## begin

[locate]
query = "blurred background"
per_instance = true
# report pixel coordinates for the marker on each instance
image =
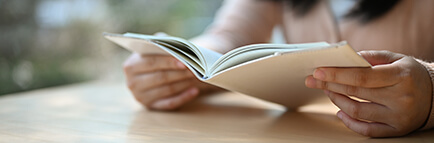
(46, 43)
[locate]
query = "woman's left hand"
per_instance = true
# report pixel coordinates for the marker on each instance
(396, 94)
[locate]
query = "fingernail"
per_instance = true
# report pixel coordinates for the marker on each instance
(180, 65)
(310, 82)
(339, 114)
(194, 91)
(319, 74)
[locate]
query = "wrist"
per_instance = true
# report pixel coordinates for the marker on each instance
(429, 123)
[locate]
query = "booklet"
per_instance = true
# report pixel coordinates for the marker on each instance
(273, 72)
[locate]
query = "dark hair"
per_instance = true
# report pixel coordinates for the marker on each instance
(365, 10)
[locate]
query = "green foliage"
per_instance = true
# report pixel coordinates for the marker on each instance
(36, 52)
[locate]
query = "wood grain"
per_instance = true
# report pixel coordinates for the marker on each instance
(106, 112)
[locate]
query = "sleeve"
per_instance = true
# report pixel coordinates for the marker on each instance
(430, 121)
(241, 22)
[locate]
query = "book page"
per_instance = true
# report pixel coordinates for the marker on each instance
(256, 51)
(280, 78)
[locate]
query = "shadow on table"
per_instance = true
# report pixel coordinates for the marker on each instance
(222, 122)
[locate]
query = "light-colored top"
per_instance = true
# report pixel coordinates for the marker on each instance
(408, 28)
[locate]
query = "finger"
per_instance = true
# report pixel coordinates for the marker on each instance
(377, 76)
(360, 110)
(155, 79)
(138, 64)
(380, 57)
(377, 95)
(176, 101)
(371, 129)
(149, 96)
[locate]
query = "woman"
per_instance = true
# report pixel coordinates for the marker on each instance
(399, 88)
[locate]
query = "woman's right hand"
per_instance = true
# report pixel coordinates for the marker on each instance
(160, 82)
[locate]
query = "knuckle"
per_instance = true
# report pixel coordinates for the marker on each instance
(332, 74)
(163, 77)
(170, 89)
(367, 131)
(170, 105)
(360, 79)
(132, 84)
(324, 85)
(354, 110)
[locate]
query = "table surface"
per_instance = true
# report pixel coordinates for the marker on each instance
(107, 112)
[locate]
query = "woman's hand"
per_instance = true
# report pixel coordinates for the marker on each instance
(397, 91)
(161, 82)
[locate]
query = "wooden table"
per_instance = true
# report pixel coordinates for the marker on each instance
(106, 112)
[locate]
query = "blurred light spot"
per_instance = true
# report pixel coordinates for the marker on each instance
(58, 13)
(22, 74)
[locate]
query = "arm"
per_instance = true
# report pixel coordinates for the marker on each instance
(430, 68)
(396, 93)
(163, 83)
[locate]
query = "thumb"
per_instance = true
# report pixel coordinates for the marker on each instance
(380, 57)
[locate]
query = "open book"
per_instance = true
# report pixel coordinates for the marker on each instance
(273, 72)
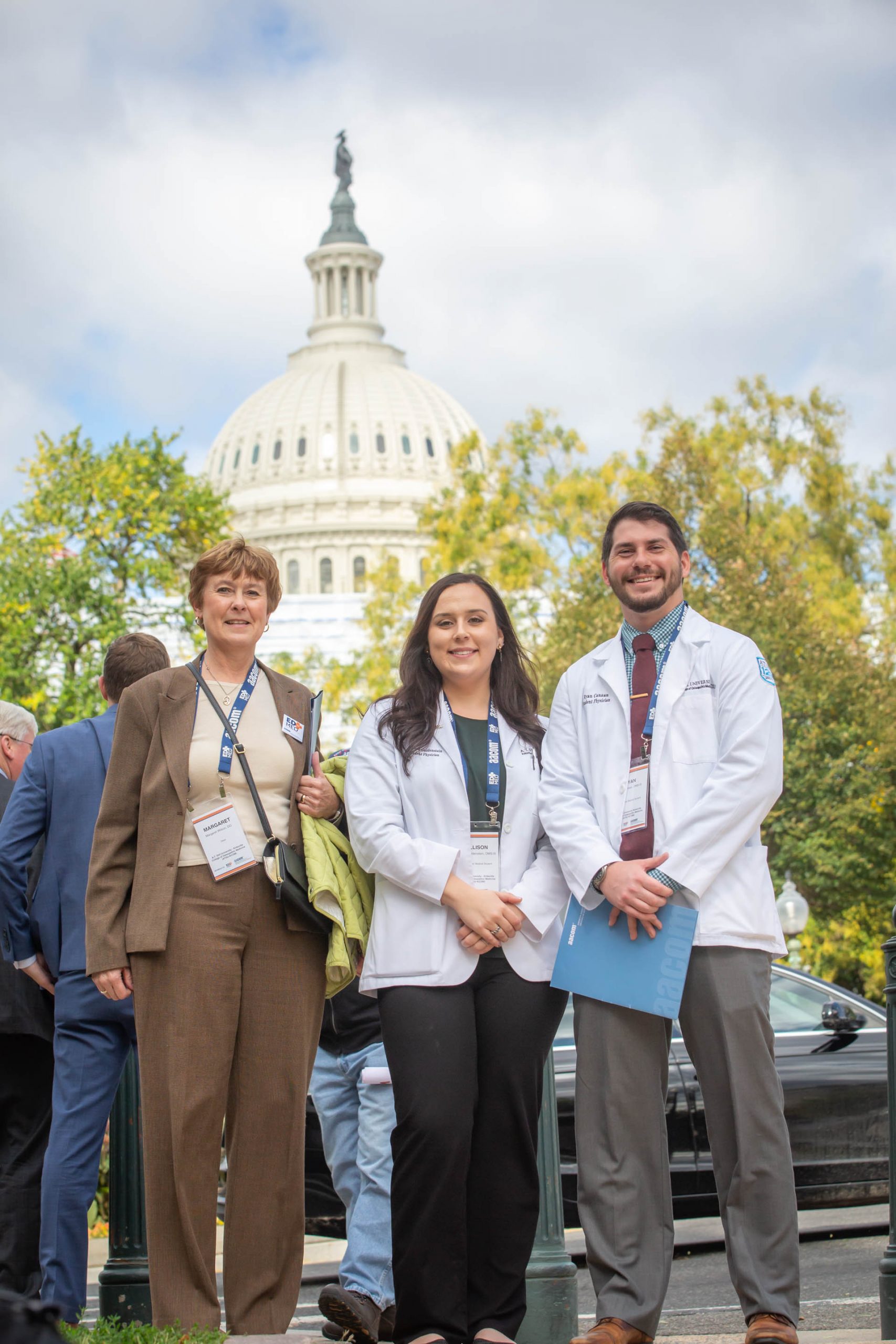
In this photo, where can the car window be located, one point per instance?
(796, 1006)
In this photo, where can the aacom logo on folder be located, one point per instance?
(644, 973)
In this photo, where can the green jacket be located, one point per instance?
(338, 887)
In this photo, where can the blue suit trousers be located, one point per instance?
(90, 1045)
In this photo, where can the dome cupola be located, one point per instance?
(330, 464)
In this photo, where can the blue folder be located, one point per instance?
(602, 963)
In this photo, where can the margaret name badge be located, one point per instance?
(224, 841)
(486, 857)
(635, 812)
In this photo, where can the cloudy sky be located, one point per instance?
(585, 205)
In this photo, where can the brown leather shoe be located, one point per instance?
(770, 1328)
(610, 1330)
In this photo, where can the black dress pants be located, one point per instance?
(467, 1064)
(26, 1097)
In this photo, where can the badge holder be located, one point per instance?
(635, 811)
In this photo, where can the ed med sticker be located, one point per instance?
(293, 729)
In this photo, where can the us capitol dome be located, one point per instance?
(328, 464)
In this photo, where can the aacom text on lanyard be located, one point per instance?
(647, 733)
(226, 757)
(493, 760)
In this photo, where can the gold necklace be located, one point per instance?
(218, 685)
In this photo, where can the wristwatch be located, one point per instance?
(598, 878)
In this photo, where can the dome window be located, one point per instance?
(359, 574)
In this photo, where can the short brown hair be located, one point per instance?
(237, 557)
(129, 659)
(644, 511)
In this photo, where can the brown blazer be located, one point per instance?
(136, 844)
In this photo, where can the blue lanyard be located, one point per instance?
(493, 760)
(226, 757)
(652, 707)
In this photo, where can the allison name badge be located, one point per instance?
(486, 857)
(224, 841)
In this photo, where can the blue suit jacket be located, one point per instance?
(57, 796)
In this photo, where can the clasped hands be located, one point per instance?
(488, 918)
(633, 893)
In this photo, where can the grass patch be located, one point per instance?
(109, 1331)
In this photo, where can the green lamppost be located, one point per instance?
(553, 1299)
(124, 1280)
(888, 1263)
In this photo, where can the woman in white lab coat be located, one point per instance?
(442, 803)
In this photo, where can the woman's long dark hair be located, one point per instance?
(414, 709)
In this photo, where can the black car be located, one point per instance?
(830, 1047)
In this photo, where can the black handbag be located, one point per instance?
(282, 865)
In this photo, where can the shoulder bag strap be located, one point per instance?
(239, 749)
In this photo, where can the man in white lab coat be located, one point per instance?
(699, 704)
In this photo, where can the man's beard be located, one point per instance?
(648, 604)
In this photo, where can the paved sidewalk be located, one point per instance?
(805, 1338)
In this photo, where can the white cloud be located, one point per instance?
(582, 205)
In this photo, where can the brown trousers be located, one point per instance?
(227, 1026)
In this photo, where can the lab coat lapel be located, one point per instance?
(676, 678)
(612, 670)
(513, 762)
(446, 740)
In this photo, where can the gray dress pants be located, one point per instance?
(625, 1198)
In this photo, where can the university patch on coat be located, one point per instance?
(765, 671)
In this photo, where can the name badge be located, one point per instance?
(486, 857)
(293, 729)
(635, 812)
(224, 841)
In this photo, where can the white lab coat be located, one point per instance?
(413, 831)
(715, 772)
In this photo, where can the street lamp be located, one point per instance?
(793, 911)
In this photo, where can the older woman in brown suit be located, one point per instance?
(227, 992)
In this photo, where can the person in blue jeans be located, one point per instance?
(358, 1117)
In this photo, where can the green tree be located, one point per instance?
(100, 545)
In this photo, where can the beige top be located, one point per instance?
(270, 760)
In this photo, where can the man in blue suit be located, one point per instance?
(57, 797)
(26, 1066)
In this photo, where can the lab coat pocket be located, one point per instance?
(406, 936)
(741, 904)
(692, 729)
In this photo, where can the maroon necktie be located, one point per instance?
(638, 844)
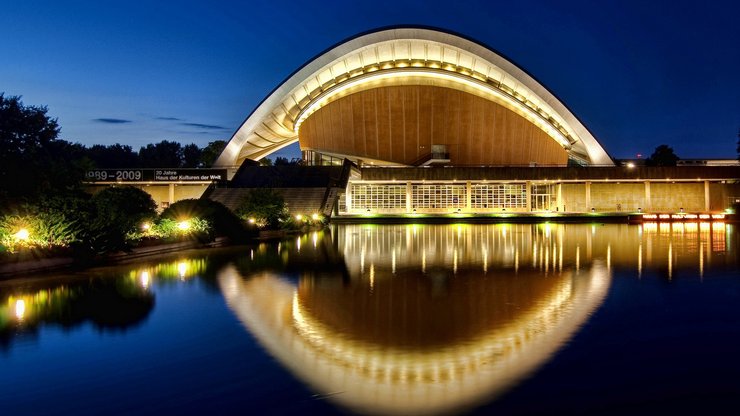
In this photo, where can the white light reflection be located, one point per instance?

## end

■ WHAT YOU WILL DO
Every line from the one containing "In this photo, where can the gray" through the last line of the data is to be retyped exactly, with nothing added and no pictures included.

■ ANSWER TO THIS TASK
In this photo, where can the gray dress pants be located, one point per instance?
(625, 1198)
In this photo, where can the university patch on coat be located, one point per instance?
(765, 671)
In this photo, where can the name badge be located, one point per instance?
(486, 857)
(293, 729)
(635, 812)
(224, 841)
In this photo, where can the white lab coat be located, one point per instance?
(413, 831)
(715, 772)
In this photo, where can the street lamp be located, one point per instance?
(793, 911)
In this photo, where can the older woman in brown suit be located, one point per instance?
(227, 992)
In this photo, where can the person in blue jeans be located, one point per instance?
(358, 1117)
In this photo, where can the green tree be located, one point per instance?
(100, 545)
In this photo, where can the beige top be located, one point per instance?
(270, 760)
In this photo, where can the man in blue suit be located, one point per instance?
(57, 797)
(26, 1066)
In this photo, where can the lab coat pocket be located, one point per instance?
(406, 936)
(741, 904)
(692, 729)
In this photo, where can the maroon necktie be located, one point per instance?
(638, 844)
In this photo, where can the white light reflection be located, one point per instance?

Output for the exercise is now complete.